── Entries provided

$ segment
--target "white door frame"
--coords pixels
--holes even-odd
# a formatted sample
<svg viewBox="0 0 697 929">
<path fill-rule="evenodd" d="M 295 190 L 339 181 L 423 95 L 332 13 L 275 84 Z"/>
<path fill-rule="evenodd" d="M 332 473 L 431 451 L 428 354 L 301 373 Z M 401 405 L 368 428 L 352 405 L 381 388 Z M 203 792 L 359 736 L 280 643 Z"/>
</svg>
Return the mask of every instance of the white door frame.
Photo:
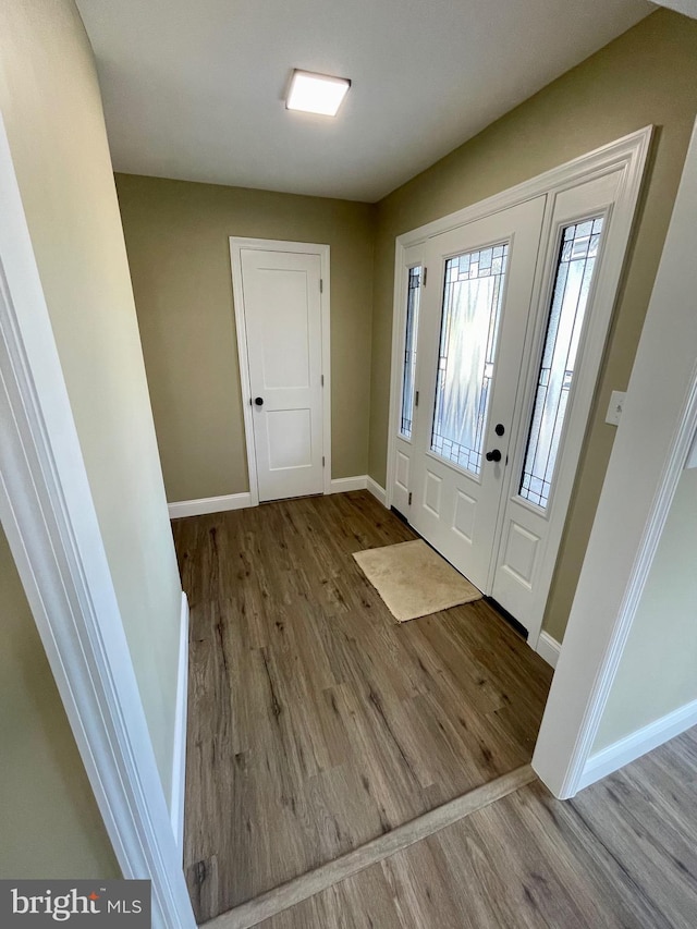
<svg viewBox="0 0 697 929">
<path fill-rule="evenodd" d="M 237 334 L 237 358 L 240 360 L 240 383 L 242 386 L 242 408 L 244 413 L 244 433 L 247 449 L 247 469 L 249 473 L 250 506 L 259 504 L 259 484 L 257 480 L 257 455 L 254 447 L 254 423 L 252 420 L 252 387 L 249 381 L 249 360 L 247 356 L 247 327 L 244 309 L 244 288 L 242 286 L 243 248 L 257 252 L 295 252 L 303 255 L 319 255 L 320 277 L 322 281 L 319 295 L 322 326 L 322 455 L 323 490 L 331 493 L 331 339 L 330 339 L 330 249 L 329 245 L 316 245 L 309 242 L 283 242 L 276 239 L 240 239 L 230 236 L 230 264 L 232 267 L 232 294 L 235 309 L 235 329 Z"/>
<path fill-rule="evenodd" d="M 615 208 L 613 209 L 613 239 L 608 242 L 604 249 L 602 273 L 596 285 L 594 314 L 584 337 L 583 364 L 577 366 L 572 387 L 570 400 L 570 413 L 565 424 L 564 449 L 558 462 L 555 475 L 554 496 L 549 508 L 549 536 L 547 542 L 547 559 L 539 582 L 540 597 L 543 598 L 539 622 L 528 628 L 528 644 L 536 650 L 540 648 L 540 628 L 542 620 L 543 603 L 549 595 L 557 552 L 564 523 L 571 493 L 576 474 L 578 455 L 583 444 L 584 435 L 592 404 L 592 398 L 600 370 L 600 364 L 604 351 L 606 337 L 612 318 L 615 304 L 615 295 L 620 276 L 622 272 L 623 257 L 629 239 L 634 222 L 636 203 L 638 200 L 644 168 L 651 142 L 652 126 L 646 126 L 631 135 L 624 136 L 616 142 L 609 143 L 595 151 L 574 159 L 565 164 L 554 168 L 543 174 L 525 181 L 515 187 L 488 197 L 450 216 L 442 217 L 418 229 L 398 236 L 395 241 L 395 277 L 394 277 L 394 306 L 392 315 L 392 369 L 390 387 L 390 417 L 388 438 L 388 469 L 387 469 L 387 505 L 392 505 L 392 487 L 394 482 L 394 454 L 396 443 L 396 429 L 401 405 L 401 375 L 402 358 L 404 357 L 404 313 L 406 306 L 404 269 L 405 250 L 409 247 L 425 242 L 433 235 L 450 231 L 456 227 L 481 219 L 492 212 L 509 209 L 524 200 L 548 194 L 546 217 L 542 223 L 542 236 L 540 247 L 547 248 L 550 239 L 552 210 L 555 195 L 570 187 L 603 176 L 611 172 L 623 170 L 621 192 L 617 195 Z M 538 258 L 538 266 L 546 259 L 542 252 Z M 412 261 L 413 264 L 413 261 Z M 547 256 L 546 265 L 549 265 Z M 537 315 L 528 327 L 526 346 L 523 353 L 524 376 L 529 371 L 537 355 L 541 352 L 541 344 L 546 331 L 546 316 L 548 306 L 540 294 L 543 288 L 549 288 L 549 274 L 539 274 L 533 295 L 533 306 L 537 307 Z M 436 283 L 438 285 L 438 283 Z M 528 407 L 534 400 L 534 389 L 528 383 L 525 388 L 526 396 L 521 395 L 516 402 L 516 410 L 523 403 Z M 526 413 L 516 414 L 522 424 L 526 424 Z M 514 440 L 517 437 L 513 437 Z M 515 464 L 514 462 L 512 463 Z M 512 470 L 511 470 L 512 473 Z M 509 476 L 509 480 L 511 477 Z M 498 550 L 502 521 L 497 527 L 497 539 L 493 551 Z M 551 554 L 553 557 L 551 557 Z M 542 641 L 543 647 L 543 641 Z"/>
<path fill-rule="evenodd" d="M 677 734 L 671 714 L 613 765 L 590 756 L 697 430 L 695 216 L 697 123 L 533 757 L 562 798 Z"/>
<path fill-rule="evenodd" d="M 0 212 L 0 519 L 123 876 L 193 929 L 1 117 Z"/>
</svg>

────

§ Problem description:
Retype the records above line for line, with no change to any character, and leave the pictures out.

§ Written answer:
$ segment
--target "white door frame"
--coords pixels
--holes even-odd
# a formatted sample
<svg viewBox="0 0 697 929">
<path fill-rule="evenodd" d="M 295 190 L 339 181 L 423 95 L 332 13 L 275 84 Z"/>
<path fill-rule="evenodd" d="M 332 473 L 431 451 L 428 354 L 301 373 Z M 401 405 L 368 428 L 352 405 L 381 388 Z M 203 792 L 359 736 L 280 643 Z"/>
</svg>
Return the mask of every instance of the white door frame.
Photo:
<svg viewBox="0 0 697 929">
<path fill-rule="evenodd" d="M 237 334 L 237 358 L 240 360 L 240 383 L 242 386 L 242 408 L 244 413 L 244 433 L 247 449 L 247 469 L 249 473 L 250 506 L 259 504 L 259 484 L 257 480 L 257 455 L 254 447 L 254 423 L 252 420 L 252 387 L 249 381 L 249 360 L 247 356 L 247 327 L 244 309 L 244 288 L 242 286 L 243 248 L 257 252 L 295 252 L 303 255 L 319 255 L 320 277 L 322 281 L 319 295 L 322 326 L 322 455 L 323 490 L 331 493 L 331 339 L 330 339 L 330 249 L 329 245 L 316 245 L 309 242 L 283 242 L 276 239 L 240 239 L 230 236 L 230 264 L 232 267 L 232 294 L 235 309 L 235 329 Z"/>
<path fill-rule="evenodd" d="M 615 208 L 613 209 L 613 239 L 608 242 L 604 249 L 602 273 L 596 285 L 594 314 L 584 337 L 583 364 L 577 366 L 572 387 L 570 400 L 570 413 L 565 424 L 564 449 L 558 462 L 555 475 L 554 496 L 549 508 L 549 536 L 547 542 L 547 559 L 539 582 L 540 597 L 543 598 L 539 622 L 528 628 L 528 644 L 536 650 L 540 648 L 540 628 L 542 620 L 543 603 L 549 595 L 557 552 L 564 523 L 571 493 L 576 474 L 578 455 L 583 444 L 584 435 L 592 404 L 592 398 L 600 370 L 600 364 L 604 351 L 606 337 L 612 318 L 615 304 L 615 295 L 620 276 L 622 272 L 623 257 L 629 239 L 634 222 L 636 203 L 638 200 L 644 168 L 651 142 L 652 126 L 646 126 L 631 135 L 624 136 L 616 142 L 609 143 L 595 151 L 574 159 L 565 164 L 554 168 L 543 174 L 525 181 L 515 187 L 488 197 L 450 216 L 442 217 L 418 229 L 398 236 L 395 241 L 395 277 L 394 277 L 394 306 L 392 315 L 392 369 L 390 387 L 390 417 L 388 438 L 388 469 L 387 469 L 387 505 L 392 505 L 392 487 L 394 482 L 394 454 L 396 443 L 396 429 L 401 405 L 401 375 L 402 358 L 404 357 L 404 313 L 406 306 L 404 269 L 405 250 L 409 247 L 425 242 L 433 235 L 450 231 L 456 227 L 481 219 L 492 212 L 509 209 L 524 200 L 548 194 L 546 217 L 542 223 L 542 236 L 540 247 L 547 248 L 550 239 L 552 210 L 555 195 L 570 187 L 603 176 L 611 172 L 623 170 L 621 192 L 617 195 Z M 538 258 L 538 266 L 546 259 L 542 252 Z M 412 261 L 413 264 L 413 261 Z M 547 256 L 546 265 L 549 265 Z M 537 315 L 528 327 L 526 346 L 523 353 L 524 376 L 529 371 L 537 355 L 541 352 L 541 344 L 546 331 L 546 316 L 548 306 L 540 294 L 543 288 L 549 288 L 549 274 L 539 274 L 533 295 L 533 306 L 537 307 Z M 436 283 L 438 285 L 438 283 Z M 528 407 L 534 400 L 534 389 L 528 383 L 525 388 L 526 396 L 521 395 L 516 402 L 516 410 L 523 403 Z M 526 413 L 516 414 L 522 424 L 526 424 Z M 514 440 L 517 437 L 513 437 Z M 515 464 L 514 462 L 512 463 Z M 512 470 L 511 470 L 512 473 Z M 509 476 L 509 480 L 511 477 Z M 498 550 L 502 521 L 497 527 L 497 539 L 493 551 Z M 551 554 L 553 557 L 551 557 Z M 542 641 L 543 647 L 543 641 Z"/>
<path fill-rule="evenodd" d="M 677 734 L 671 714 L 613 765 L 590 756 L 697 430 L 695 216 L 697 123 L 533 757 L 562 798 Z"/>
<path fill-rule="evenodd" d="M 0 212 L 0 519 L 123 876 L 193 929 L 1 117 Z"/>
</svg>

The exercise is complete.